## Start EXCERPTED TEXT

Day 2: Srinagar - Local sightseeing 50 Kms
After breakfast, visit the Mughal Gardens, Chashmi-e Shahi, Nishat & Shalimar Bagh. In the afternoon enjoy a Shikara ride on the Dal Lake (at your own cost). O/N at the houseboat/hotel.
The Dal is famous not only for its beauty, but for its vibrance, because it sustains within its periphery, a life that is unique anywhere in the world. The houseboat and Shikara communities have lived for centuries on the Dal, and so complete is their infrastructure on the lake, that they never have to step on land! Doctors, tailors, bakers- one can see them all in tiny wooden shops on the lake, near picturesque vegetable gardens and acres of lotus gardens
Kashmir was a favourite of the Mughal emperors who visited it as often as they could. Cool and refreshing after the plains of North India where the business of governance kept them, they planted gardens with stepped terraces and flowing watercourses. When they rested in their gardens, they dreamt they were in paradise.
The Shalimar were built by Emperor Jehangir for his wife Nur Jahan, 'light of the world' in 1616. Although it is known today as the 'garden of love' it was originally named the Farah Bakhsh or 'delightful garden'.
The garden is built in four terraces with traditional water channel running down the middle. The gardens measure 540 by 183 metres. During the Mughal period the top terraces used be reserved for the emperor and the ladies of the court and was the most magnificent. It included a pavilion made of black stone in the middle of the tank. Black Marble fluted pillars supported the pavilion, which was used as a banquet hall.

## End EXCERPTED TEXT
## Start EXTRACTED MATERIAL

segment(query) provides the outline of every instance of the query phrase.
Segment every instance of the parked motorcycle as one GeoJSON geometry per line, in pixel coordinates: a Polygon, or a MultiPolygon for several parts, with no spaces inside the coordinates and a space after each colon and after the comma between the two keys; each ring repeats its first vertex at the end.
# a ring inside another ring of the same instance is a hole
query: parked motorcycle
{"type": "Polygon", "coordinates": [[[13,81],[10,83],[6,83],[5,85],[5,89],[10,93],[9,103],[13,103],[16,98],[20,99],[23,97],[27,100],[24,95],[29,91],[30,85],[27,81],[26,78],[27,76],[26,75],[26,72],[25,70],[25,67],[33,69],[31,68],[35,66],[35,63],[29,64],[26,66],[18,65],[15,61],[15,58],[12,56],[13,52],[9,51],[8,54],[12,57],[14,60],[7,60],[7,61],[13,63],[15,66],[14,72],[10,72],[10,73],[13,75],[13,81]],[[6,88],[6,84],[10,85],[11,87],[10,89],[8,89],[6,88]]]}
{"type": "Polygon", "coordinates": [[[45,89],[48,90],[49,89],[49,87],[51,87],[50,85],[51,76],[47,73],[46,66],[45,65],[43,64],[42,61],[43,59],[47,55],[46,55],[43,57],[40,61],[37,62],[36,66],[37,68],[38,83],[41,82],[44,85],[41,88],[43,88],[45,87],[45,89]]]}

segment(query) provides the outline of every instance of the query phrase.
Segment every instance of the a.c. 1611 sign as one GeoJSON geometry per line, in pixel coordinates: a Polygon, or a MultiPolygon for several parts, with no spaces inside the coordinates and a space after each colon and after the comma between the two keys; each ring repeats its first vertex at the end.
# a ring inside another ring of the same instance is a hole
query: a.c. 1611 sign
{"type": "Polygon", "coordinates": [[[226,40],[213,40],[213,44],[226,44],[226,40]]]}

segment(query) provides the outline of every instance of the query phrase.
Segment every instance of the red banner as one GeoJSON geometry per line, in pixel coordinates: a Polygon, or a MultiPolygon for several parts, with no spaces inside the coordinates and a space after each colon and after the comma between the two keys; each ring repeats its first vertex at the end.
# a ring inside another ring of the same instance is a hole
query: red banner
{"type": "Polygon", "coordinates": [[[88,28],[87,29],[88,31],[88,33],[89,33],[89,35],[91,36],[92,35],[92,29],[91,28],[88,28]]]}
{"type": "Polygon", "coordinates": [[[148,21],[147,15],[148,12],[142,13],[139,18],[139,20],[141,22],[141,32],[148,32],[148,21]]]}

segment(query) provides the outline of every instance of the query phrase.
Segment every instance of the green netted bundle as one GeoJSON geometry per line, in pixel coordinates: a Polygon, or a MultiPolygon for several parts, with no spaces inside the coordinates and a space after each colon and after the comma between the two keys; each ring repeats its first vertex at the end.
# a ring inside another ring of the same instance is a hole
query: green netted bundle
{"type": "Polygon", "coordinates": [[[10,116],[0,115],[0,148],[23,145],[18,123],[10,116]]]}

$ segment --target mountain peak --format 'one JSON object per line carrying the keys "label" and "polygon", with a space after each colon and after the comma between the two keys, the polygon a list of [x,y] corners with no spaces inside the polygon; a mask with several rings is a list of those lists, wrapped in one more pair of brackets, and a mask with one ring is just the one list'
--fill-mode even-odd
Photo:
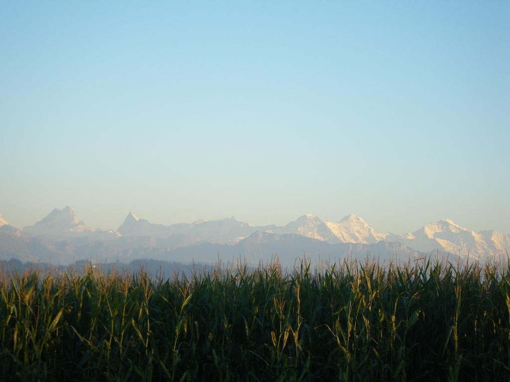
{"label": "mountain peak", "polygon": [[2,214],[0,213],[0,227],[2,227],[2,226],[8,226],[8,225],[9,225],[9,223],[7,223],[7,221],[4,219],[4,216],[3,216],[2,215]]}
{"label": "mountain peak", "polygon": [[128,214],[128,216],[126,216],[125,220],[127,220],[127,221],[135,220],[135,221],[138,221],[140,220],[140,219],[139,218],[137,217],[136,215],[134,213],[133,213],[131,211],[129,211],[129,213]]}
{"label": "mountain peak", "polygon": [[33,226],[26,227],[23,230],[35,236],[59,235],[70,232],[94,232],[96,230],[87,227],[78,219],[70,207],[54,208],[42,220]]}
{"label": "mountain peak", "polygon": [[363,219],[359,216],[358,215],[354,215],[353,213],[351,213],[349,215],[347,215],[346,216],[344,216],[343,219],[342,219],[338,223],[341,223],[342,222],[359,222],[360,223],[363,223],[364,224],[367,223],[365,222]]}
{"label": "mountain peak", "polygon": [[319,217],[315,213],[307,213],[304,216],[308,217],[309,219],[315,219]]}

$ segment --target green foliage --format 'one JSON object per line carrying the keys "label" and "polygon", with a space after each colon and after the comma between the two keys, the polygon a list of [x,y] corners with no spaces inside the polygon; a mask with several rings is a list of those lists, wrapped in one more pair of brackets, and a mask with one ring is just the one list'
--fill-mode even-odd
{"label": "green foliage", "polygon": [[12,380],[510,380],[510,263],[0,275]]}

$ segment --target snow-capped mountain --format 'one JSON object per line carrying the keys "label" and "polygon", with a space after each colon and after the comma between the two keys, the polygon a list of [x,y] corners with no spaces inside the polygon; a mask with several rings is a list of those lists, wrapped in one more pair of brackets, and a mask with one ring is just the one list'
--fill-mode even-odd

## End EXTRACTED MATERIAL

# LIST OF TASKS
a - From the Srinagar itinerary, reproduce the passage starting at the words "The Shalimar were" and ending after "or 'delightful garden'.".
b - List every trade that the Srinagar itinerary says can be seen in tiny wooden shops on the Dal Lake.
The rows have no connection to the Srinagar itinerary.

# ANSWERS FOR THIS EXERCISE
a -
The Shalimar were built by Emperor Jehangir for his wife Nur Jahan, 'light of the world' in 1616. Although it is known today as the 'garden of love' it was originally named the Farah Bakhsh or 'delightful garden'.

b - Doctors, tailors, bakers